● **WORK TO BE COMPLETED**: Render the entries from the line containing "Find the folded" up to and including the line containing "M353 320L335 316L306" as a JSON list of strings, one string per line, leaving out blank lines.

● **MATERIAL FOR THIS EXERCISE**:
--------------------------------------------------
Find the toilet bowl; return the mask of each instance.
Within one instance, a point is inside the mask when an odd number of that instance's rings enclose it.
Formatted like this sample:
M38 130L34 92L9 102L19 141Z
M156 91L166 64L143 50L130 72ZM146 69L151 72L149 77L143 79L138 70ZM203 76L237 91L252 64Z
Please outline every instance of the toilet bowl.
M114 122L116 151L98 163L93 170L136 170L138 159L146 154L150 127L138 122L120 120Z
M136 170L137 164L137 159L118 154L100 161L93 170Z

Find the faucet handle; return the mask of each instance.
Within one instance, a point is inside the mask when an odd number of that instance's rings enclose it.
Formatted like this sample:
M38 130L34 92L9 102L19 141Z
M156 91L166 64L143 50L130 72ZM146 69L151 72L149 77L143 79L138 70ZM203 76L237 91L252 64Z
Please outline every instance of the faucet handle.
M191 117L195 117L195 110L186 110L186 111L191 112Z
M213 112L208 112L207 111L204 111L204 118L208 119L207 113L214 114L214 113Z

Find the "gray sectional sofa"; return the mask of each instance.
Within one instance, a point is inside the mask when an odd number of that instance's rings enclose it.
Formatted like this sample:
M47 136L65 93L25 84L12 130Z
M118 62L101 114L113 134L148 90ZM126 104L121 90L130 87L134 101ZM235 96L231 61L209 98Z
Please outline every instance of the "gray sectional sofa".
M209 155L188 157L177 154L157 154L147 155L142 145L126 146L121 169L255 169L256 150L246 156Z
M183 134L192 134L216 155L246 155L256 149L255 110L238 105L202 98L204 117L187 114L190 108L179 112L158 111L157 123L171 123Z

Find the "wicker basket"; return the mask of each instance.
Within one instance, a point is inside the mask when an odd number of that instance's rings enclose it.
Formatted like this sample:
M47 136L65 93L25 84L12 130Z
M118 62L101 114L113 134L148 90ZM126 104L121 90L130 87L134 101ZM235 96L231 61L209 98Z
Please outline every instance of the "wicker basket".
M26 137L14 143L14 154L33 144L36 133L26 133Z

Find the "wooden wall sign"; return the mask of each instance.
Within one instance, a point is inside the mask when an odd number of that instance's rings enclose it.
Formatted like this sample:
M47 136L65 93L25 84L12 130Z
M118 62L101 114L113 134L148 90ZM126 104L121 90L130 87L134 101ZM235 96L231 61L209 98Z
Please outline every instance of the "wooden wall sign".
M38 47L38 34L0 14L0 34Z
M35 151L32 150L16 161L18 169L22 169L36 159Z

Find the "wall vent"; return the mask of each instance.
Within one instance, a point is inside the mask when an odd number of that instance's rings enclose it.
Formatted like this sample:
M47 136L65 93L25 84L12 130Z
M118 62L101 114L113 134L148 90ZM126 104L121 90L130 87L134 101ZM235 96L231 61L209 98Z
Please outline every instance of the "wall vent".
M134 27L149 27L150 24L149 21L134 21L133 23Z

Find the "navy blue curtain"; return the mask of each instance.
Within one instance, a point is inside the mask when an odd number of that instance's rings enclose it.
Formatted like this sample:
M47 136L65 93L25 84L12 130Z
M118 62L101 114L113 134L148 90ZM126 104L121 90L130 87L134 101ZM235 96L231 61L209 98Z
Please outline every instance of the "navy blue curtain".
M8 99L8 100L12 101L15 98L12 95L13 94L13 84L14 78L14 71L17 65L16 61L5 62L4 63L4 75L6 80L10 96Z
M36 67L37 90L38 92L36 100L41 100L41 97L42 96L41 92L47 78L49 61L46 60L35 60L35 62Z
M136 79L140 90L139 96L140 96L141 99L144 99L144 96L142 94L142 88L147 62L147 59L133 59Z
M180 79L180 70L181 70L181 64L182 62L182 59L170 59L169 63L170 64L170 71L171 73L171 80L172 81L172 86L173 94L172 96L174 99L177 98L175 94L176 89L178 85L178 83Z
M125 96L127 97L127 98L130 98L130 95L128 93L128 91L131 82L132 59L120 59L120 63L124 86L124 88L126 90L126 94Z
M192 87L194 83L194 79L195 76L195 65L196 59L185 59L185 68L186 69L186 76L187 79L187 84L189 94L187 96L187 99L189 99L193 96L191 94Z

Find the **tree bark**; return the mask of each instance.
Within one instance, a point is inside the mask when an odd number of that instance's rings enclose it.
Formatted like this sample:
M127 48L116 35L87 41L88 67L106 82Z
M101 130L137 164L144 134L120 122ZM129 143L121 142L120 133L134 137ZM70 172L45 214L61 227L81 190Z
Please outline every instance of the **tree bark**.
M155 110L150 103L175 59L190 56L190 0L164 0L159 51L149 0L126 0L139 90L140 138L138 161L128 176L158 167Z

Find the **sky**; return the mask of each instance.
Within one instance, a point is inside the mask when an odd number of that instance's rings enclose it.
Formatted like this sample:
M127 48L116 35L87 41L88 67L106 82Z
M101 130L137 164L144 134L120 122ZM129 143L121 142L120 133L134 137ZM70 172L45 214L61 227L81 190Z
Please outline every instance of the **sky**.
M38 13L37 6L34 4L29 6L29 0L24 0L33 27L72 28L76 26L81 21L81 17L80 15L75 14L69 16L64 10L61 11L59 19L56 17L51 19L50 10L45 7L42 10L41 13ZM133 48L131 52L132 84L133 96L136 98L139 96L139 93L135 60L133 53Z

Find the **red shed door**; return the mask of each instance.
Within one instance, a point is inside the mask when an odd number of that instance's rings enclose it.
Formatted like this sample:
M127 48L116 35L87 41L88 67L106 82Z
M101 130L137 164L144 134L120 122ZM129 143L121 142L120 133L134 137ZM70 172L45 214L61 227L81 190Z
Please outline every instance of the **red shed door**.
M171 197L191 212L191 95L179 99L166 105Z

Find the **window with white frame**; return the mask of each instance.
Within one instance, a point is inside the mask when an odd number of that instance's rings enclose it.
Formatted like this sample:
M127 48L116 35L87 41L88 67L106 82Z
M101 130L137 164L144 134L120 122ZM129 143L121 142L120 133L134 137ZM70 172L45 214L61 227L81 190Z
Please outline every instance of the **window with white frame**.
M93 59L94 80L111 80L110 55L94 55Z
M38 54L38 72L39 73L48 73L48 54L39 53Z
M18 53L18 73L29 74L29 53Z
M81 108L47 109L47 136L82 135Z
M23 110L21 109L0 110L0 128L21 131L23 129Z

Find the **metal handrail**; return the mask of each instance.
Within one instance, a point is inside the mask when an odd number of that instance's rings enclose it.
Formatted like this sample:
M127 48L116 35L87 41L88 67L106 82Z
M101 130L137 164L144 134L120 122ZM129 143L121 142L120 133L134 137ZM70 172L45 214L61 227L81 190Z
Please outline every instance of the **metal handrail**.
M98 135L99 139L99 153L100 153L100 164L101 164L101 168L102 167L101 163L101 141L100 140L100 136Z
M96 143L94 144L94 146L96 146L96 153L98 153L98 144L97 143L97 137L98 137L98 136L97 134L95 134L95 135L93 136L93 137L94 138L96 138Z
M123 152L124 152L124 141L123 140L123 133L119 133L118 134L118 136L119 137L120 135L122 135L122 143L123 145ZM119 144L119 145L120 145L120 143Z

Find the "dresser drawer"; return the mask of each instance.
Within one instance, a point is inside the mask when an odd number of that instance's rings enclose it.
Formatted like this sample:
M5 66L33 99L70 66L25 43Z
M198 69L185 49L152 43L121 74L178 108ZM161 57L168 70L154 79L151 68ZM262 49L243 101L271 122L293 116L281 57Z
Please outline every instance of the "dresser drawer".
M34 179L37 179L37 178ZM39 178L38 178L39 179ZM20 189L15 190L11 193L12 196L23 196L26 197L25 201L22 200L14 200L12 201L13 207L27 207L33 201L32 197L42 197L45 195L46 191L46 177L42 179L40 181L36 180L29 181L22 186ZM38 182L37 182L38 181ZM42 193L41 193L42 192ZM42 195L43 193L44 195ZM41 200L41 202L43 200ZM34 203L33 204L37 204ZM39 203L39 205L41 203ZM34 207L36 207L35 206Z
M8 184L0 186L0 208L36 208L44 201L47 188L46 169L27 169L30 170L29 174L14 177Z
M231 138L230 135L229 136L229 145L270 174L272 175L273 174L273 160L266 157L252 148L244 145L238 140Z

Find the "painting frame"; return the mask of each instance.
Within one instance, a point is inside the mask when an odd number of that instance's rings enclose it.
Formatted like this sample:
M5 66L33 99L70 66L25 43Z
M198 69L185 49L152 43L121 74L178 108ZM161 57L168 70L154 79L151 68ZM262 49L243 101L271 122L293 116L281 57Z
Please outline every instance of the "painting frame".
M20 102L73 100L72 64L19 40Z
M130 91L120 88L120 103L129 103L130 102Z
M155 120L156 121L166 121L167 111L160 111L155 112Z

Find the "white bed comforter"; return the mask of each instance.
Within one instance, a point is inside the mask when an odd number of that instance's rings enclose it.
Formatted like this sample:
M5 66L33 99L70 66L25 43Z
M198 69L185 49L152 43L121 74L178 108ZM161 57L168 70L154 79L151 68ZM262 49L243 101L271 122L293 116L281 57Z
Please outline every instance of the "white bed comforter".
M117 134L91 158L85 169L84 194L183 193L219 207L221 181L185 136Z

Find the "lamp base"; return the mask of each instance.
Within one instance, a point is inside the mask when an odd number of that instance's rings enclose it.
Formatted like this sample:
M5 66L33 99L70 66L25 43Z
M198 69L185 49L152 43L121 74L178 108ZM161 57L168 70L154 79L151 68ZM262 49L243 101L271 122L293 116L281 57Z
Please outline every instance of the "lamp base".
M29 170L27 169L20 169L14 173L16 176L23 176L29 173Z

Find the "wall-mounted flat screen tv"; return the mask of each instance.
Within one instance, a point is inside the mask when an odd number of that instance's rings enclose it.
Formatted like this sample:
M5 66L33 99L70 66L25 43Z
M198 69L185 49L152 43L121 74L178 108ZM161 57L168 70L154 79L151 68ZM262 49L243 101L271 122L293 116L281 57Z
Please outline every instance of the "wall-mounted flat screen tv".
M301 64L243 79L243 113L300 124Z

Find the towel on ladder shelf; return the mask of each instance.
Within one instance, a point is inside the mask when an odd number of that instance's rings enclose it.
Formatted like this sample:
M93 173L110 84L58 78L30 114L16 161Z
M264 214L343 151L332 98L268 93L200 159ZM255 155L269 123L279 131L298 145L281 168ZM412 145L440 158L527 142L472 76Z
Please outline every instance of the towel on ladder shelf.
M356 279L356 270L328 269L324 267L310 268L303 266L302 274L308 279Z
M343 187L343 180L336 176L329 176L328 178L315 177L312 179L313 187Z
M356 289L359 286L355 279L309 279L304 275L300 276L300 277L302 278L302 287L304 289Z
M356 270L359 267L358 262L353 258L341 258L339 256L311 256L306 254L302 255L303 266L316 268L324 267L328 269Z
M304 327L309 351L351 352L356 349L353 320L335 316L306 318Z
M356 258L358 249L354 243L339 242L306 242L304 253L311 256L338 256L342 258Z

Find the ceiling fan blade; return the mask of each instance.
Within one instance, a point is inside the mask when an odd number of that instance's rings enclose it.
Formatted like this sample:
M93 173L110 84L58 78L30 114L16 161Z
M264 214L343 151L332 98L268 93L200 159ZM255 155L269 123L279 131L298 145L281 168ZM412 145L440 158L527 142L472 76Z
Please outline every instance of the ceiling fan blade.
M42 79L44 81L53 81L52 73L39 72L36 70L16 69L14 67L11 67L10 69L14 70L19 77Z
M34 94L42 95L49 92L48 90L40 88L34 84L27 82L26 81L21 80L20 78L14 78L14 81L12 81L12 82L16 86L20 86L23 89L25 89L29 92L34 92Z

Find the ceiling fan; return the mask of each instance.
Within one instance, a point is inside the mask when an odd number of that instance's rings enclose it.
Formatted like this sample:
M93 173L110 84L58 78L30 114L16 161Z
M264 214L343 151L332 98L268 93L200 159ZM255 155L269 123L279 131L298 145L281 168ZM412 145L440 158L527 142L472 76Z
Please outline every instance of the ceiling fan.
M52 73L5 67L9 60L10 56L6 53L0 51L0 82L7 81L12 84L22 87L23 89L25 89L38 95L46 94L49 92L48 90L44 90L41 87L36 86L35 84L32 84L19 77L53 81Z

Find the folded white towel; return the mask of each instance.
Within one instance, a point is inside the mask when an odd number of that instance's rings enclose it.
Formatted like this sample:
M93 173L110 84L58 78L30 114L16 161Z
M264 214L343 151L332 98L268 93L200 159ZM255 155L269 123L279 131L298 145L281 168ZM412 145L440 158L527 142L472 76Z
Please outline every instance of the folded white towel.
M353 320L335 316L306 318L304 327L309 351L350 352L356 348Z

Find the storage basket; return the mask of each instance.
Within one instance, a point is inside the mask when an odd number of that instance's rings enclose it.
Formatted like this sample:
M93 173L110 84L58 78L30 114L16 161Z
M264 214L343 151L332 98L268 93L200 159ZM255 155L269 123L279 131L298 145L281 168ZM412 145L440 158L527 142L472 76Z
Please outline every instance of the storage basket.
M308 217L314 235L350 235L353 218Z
--------------------------------------------------
● **ANSWER BELOW**:
[
  "Find the folded white towel; return the mask of each instance.",
  "Within one instance, a point is inside the mask when an odd number of that instance's rings enclose it.",
  "Formatted like this sample:",
  "M93 173L110 84L58 78L30 114L16 161Z",
  "M264 214L343 151L332 98L268 93L200 159ZM255 155L269 123L279 131L298 145L281 168ZM412 145L440 158L527 142L472 76Z",
  "Please outline every instance of the folded white towel.",
  "M353 320L335 316L306 318L304 327L309 351L350 352L356 348Z"
]